[TASK BRIEF]: In the material below, repeat only the lines from the one that holds "of the open" through the final line, exactly as they stand.

[Object point labels]

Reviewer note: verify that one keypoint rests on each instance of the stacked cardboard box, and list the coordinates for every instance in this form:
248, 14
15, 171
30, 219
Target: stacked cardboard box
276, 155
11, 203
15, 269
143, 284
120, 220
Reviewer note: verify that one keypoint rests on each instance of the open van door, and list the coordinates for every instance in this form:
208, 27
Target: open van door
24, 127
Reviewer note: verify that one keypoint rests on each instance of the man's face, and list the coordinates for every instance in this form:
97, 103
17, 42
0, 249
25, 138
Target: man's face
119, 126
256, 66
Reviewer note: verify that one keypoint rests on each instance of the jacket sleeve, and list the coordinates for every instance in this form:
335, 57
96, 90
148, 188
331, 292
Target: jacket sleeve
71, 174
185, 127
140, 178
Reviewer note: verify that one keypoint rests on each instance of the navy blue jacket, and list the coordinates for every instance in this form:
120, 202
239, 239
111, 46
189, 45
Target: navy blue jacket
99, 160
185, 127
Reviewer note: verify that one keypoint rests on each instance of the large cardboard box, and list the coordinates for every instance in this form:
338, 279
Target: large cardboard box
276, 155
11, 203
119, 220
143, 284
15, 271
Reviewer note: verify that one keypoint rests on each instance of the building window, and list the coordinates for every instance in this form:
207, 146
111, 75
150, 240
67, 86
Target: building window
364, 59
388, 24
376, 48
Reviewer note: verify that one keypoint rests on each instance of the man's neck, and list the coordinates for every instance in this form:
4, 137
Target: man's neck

[WORKED SOLUTION]:
Reviewer note: verify that one keypoint rests on each instance of the open van door, and list the coordinates for every instance in this form:
208, 27
Target: open van door
24, 127
Reviewer note: verify that one keypoint rests on each instance of the man's face, and list the coordinates for every instance in this form:
97, 103
17, 42
0, 249
25, 138
Target: man's face
119, 126
256, 66
Reviewer note: verify that one keypoint rests on each instance of the jacket sleeve, and list the coordinates for every instance in this form:
335, 57
96, 90
148, 188
331, 292
Target: jacket sleeve
71, 174
185, 127
140, 178
Reviewer note: verify that one keypoint rests on each instance of the navy blue jacket, and list the coordinates for every instance in this form:
120, 202
239, 239
111, 46
189, 45
Target: navy blue jacket
99, 160
185, 127
Reviewer note: verify that one keypoint rests on each instance of the large cardboard box, and list the coordinates for every instance in this form:
338, 279
Target: large cardboard box
276, 155
11, 203
119, 220
143, 284
15, 271
Reviewer note: verify that one keypoint rests on each instance of the building window, and list the coordinates for every instance in this form:
207, 146
111, 75
150, 240
67, 86
Target: building window
364, 59
388, 24
376, 48
Reviewer note: verify that one keypoint rests on each instance of the man's neck, and list the coordinates for every instance in this form:
4, 137
Target: man's neck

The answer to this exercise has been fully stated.